### WHAT IS NEEDED
Retype the records below exactly as they appear.

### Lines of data
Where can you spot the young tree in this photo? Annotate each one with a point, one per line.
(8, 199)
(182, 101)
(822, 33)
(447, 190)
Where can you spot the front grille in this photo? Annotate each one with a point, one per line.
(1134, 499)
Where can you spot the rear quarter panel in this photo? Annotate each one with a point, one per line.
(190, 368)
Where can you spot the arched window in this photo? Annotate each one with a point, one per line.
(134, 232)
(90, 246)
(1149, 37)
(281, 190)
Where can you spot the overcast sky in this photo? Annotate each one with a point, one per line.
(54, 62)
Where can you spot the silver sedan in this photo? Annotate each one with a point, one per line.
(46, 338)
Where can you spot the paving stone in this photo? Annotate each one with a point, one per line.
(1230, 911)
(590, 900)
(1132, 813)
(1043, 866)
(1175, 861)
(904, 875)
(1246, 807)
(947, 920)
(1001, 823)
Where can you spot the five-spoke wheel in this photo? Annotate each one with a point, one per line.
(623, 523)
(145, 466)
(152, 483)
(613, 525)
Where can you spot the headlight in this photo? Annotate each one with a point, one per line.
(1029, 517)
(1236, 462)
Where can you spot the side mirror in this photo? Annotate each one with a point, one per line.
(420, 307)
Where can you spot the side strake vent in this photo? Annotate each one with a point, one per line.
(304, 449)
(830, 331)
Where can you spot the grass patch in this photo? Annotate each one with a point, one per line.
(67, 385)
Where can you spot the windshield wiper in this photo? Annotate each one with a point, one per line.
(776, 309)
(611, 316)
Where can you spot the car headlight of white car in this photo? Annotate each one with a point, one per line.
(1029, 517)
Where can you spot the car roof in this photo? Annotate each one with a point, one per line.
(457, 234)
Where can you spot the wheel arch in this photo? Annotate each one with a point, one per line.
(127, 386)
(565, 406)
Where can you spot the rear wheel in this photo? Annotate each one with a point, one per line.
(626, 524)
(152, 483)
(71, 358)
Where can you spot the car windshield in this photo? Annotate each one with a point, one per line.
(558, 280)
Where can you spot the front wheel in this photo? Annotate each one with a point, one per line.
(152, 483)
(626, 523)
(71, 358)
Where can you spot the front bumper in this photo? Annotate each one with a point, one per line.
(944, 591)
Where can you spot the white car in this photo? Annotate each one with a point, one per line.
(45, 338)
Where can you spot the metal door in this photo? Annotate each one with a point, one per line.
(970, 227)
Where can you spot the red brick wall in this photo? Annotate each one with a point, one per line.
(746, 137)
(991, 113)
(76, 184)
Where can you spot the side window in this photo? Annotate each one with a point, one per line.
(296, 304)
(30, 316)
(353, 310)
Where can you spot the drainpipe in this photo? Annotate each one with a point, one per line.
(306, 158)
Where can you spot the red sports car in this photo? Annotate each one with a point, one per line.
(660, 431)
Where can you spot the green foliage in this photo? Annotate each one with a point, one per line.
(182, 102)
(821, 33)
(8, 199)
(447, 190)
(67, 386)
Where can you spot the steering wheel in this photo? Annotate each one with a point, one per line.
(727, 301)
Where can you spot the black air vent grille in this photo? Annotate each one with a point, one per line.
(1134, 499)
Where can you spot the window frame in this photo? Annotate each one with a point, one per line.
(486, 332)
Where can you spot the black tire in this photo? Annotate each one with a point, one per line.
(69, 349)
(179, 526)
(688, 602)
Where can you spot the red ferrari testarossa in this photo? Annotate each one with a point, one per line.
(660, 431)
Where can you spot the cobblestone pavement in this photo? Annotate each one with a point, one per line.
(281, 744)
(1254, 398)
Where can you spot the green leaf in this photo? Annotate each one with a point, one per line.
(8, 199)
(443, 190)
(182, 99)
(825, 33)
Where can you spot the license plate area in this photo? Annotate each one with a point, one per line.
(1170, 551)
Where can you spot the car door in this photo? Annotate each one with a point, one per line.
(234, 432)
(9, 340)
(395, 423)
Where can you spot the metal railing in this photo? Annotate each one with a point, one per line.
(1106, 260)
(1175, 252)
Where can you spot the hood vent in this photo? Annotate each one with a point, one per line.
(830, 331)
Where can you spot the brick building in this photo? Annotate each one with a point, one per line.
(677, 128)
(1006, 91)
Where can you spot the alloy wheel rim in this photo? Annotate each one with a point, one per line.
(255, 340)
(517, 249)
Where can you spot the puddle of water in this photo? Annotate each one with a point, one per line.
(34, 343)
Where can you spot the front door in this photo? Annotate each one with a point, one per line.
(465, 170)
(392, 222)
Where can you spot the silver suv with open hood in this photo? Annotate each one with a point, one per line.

### FINISHED TASK
Where can you spot the young tree in this photo? Annotate each one with a point, one per line.
(8, 199)
(182, 101)
(822, 33)
(447, 190)
Where can you spot the front grille in this photo? Annotate each one with a point, one per line.
(1134, 499)
Where can you spot the rear quarter panel in this photo? Annotate each one with a point, one per line.
(190, 368)
Where can you spot the arched window in this photo? Annotate each one with a point, one per line.
(134, 232)
(90, 246)
(1149, 37)
(281, 190)
Where can you spot the overcast sky in this photo? Annotate each one with a point, one per line.
(54, 62)
Where can you spot the silver sedan in this photo? Annotate each one with a point, one per line.
(46, 338)
Where can you spot the paving stone in this photo? Annotate each one with a point, one per line.
(1230, 911)
(590, 900)
(1132, 813)
(1043, 866)
(1175, 861)
(904, 875)
(1246, 807)
(947, 920)
(1001, 823)
Where can you spot the five-spoke wheel in this photo? Annotate each one with a point, one per line.
(623, 523)
(145, 466)
(152, 483)
(613, 525)
Where can you spot the headlight in this photo? Annotate each one with a point, one per line.
(1029, 517)
(1236, 462)
Where can you spot the side mirror in this photo? Annotate each one with a point, one per line.
(420, 307)
Where can you spot the side strake vent in this photo? Annotate each one with a point, one per line.
(304, 449)
(830, 331)
Where can you spot the grass patch in this photo? Annotate each one with a point, one per line.
(67, 385)
Where can you spot the windshield wiper in this photo? Annotate each one with a point, one per line.
(776, 309)
(611, 316)
Where can you spot the car headlight of white car in this photo? Annotate each one with a point, one per line.
(1029, 517)
Where can you spot the car roof in this photo? Annotate each one with a point, one per line.
(457, 234)
Where can you spot the wheel arch in this photo? Annotate each one with a point, one per line.
(127, 386)
(565, 406)
Where can you spot the rear wheel in this photo? Annotate each one with a point, one per line.
(626, 524)
(152, 483)
(71, 358)
Where can you spot the car windshield in this photo? Annotate each one with a point, one per line.
(558, 280)
Where can you spot the front wheel in this photo? Annotate each one with a point, one per line.
(152, 483)
(626, 523)
(71, 358)
Where can you spot the front bumper in this photo? Annotate each one with a point, one per line.
(944, 591)
Where can you spot the white car in this photo? Annotate each one with a point, one per line.
(45, 338)
Where can you spot the metal door in this photo? Annotate each one with a point, one per line.
(970, 227)
Where can you spot the red brick wall in this photo? Annotate each one with a point, one per line.
(746, 137)
(991, 113)
(76, 184)
Where can you spot the side window in this photo? Annotate each one with a point, one per line.
(296, 304)
(30, 316)
(353, 310)
Where can you spot the drainpipe in this photo? Annotate each one with a point, one per line.
(306, 158)
Where can you spot the red sports car in this photo? Annotate each one with a point, one per line.
(660, 431)
Where can you spot the green foliage in this photo? Annotate each one with a point, one per line.
(182, 102)
(821, 33)
(8, 199)
(447, 190)
(67, 386)
Where can you spot the steering wheel in this photo? Annotate each one with a point, one per line.
(727, 301)
Where can you spot the black air vent grille in this photo? Annotate each one with a point, one per line.
(1134, 499)
Where can you spot the window frame in this photo? Annotate each one with a point, one per line.
(486, 332)
Where can you spot the black tire in this photo? Annotate each one with a point, one per line.
(69, 349)
(179, 526)
(688, 602)
Where can you spot the red ferrari testarossa in this photo? Annotate each one with a point, one per line.
(660, 431)
Where can you spot the cobblestone pavement in this photo? Annotate each one with a point, one per line.
(281, 744)
(1254, 398)
Where can you spot the green leaf in this photo? Annotate each one with a point, one per line.
(8, 199)
(443, 190)
(182, 99)
(825, 33)
Where can you spot the license plate area in this photo? Annotate each one with a point, one per line.
(1170, 551)
Where can you spot the car door in this photo? Annotate each one with a point, one per line.
(234, 432)
(9, 340)
(395, 423)
Where can you spot the metal railing in this photo? Annotate each one with a point, one per line.
(1106, 260)
(1175, 252)
Where can you spot the hood vent in this photo? Annotate each one with a point, one per line.
(830, 331)
Where can you spot the brick building in this photo? Annotate each one with a point, one per line.
(677, 128)
(1006, 91)
Where can you spot the alloy wheel rim in this photo? Annotate each one with a point, one per line.
(255, 340)
(517, 249)
Where can you spot the puddle of water in this photo? Annotate each one with a point, one per line.
(34, 343)
Where can you spot the front door in this photo? Annotate each one with a point, one per line.
(465, 170)
(392, 222)
Where can you spot the silver suv with open hood in this photo? Annotate each one with a point, one per line.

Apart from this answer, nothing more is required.